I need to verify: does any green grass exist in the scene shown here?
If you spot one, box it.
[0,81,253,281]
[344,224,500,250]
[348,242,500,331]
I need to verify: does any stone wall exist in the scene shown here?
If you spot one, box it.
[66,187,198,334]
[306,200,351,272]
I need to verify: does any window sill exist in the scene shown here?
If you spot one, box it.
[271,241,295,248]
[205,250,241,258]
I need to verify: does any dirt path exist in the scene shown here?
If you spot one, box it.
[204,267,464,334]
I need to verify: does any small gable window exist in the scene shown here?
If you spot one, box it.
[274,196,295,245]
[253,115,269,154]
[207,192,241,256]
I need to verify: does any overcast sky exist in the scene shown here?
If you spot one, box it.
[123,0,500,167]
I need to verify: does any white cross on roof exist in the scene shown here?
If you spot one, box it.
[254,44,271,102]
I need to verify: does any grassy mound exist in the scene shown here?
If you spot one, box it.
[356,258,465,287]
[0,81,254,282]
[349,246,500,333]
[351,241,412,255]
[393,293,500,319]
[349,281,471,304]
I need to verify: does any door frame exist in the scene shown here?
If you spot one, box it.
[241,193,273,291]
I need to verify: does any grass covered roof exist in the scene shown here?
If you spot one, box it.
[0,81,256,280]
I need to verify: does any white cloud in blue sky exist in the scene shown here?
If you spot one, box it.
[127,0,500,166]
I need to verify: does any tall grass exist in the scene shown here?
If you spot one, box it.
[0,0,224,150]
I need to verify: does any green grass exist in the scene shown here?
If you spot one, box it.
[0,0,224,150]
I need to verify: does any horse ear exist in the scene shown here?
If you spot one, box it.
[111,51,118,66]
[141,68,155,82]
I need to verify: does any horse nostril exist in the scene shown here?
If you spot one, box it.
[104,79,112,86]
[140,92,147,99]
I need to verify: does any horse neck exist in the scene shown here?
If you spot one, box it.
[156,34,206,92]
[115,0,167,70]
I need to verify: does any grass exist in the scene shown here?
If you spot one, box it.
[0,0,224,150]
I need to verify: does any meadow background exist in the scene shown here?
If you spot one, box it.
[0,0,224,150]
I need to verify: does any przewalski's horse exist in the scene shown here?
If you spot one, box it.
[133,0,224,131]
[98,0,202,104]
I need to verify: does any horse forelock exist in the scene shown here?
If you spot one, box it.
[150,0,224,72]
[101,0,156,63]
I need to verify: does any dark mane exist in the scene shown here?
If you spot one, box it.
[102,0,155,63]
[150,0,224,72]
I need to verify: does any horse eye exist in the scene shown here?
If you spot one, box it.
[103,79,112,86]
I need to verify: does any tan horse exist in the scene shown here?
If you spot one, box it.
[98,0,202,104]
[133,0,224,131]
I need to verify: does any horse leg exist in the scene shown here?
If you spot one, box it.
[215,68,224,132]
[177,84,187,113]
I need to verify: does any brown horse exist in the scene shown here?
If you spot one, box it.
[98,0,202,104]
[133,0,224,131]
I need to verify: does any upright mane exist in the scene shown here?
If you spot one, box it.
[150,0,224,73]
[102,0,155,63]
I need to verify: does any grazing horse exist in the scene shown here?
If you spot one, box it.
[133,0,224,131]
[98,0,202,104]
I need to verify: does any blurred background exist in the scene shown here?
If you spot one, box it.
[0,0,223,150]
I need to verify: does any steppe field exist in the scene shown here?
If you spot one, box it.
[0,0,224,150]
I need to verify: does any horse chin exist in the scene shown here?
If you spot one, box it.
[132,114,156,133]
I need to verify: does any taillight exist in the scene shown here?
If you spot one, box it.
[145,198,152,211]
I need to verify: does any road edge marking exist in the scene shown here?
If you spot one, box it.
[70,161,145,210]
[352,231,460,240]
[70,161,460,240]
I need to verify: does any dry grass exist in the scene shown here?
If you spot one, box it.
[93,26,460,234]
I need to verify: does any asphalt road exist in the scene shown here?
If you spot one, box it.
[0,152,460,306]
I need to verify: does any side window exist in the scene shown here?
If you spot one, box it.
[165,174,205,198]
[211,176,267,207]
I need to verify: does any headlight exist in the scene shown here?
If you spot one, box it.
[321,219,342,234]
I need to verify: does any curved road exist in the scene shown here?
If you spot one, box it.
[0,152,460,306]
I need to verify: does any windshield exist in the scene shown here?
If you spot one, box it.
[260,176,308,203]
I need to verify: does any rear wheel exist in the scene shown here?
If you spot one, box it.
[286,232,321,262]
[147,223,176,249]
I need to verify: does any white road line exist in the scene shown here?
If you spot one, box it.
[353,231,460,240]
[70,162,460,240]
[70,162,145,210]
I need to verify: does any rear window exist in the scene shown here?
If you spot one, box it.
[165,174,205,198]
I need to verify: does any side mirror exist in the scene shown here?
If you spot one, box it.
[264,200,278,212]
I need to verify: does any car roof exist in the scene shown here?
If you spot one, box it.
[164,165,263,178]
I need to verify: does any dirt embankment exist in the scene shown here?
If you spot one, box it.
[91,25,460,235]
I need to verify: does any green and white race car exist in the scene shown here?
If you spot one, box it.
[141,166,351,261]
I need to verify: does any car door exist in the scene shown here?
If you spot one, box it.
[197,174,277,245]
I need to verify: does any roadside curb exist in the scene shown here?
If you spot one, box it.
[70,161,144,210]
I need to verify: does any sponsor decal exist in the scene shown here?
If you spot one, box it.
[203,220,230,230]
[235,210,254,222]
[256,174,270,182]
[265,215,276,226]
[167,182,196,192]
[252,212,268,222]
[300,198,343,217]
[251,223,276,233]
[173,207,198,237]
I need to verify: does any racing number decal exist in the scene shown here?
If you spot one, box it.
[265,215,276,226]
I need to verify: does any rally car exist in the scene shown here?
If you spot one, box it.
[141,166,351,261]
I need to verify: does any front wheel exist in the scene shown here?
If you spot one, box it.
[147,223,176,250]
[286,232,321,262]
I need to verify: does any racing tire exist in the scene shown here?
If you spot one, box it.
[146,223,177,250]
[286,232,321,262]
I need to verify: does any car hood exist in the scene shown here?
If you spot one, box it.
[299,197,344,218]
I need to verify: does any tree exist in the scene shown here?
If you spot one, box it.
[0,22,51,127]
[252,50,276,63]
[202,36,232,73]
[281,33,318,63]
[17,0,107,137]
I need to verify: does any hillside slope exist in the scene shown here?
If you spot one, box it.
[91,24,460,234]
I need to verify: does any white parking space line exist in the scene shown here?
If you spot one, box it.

# Work to be completed
For the part of the material above that opens with the line containing "I need to verify: does any car roof" and closes with the line containing "[70,161,144,210]", give every line, both ends included, as a JSON list of strings. Use one string per line and leave out blank lines.

# Answer to this problem
[
  "I need to verify: does any car roof exist in the scene shown here?",
  "If you spot one, box it.",
  "[164,165,263,178]",
  "I need to verify: does any dirt embankment exist in the scene shown here?",
  "If you spot one, box it.",
  "[91,25,460,235]",
  "I need to verify: does any green and white race car exist in the scene shown here?",
  "If you spot one, box it.",
  "[141,166,351,261]",
  "I need to verify: does any car door exist in the scene shown here?",
  "If you spot one, box it.",
  "[197,174,277,245]",
  "I need to verify: does any roadside curb exist in the scene shown here?",
  "If you spot one, box it.",
  "[70,161,144,210]"
]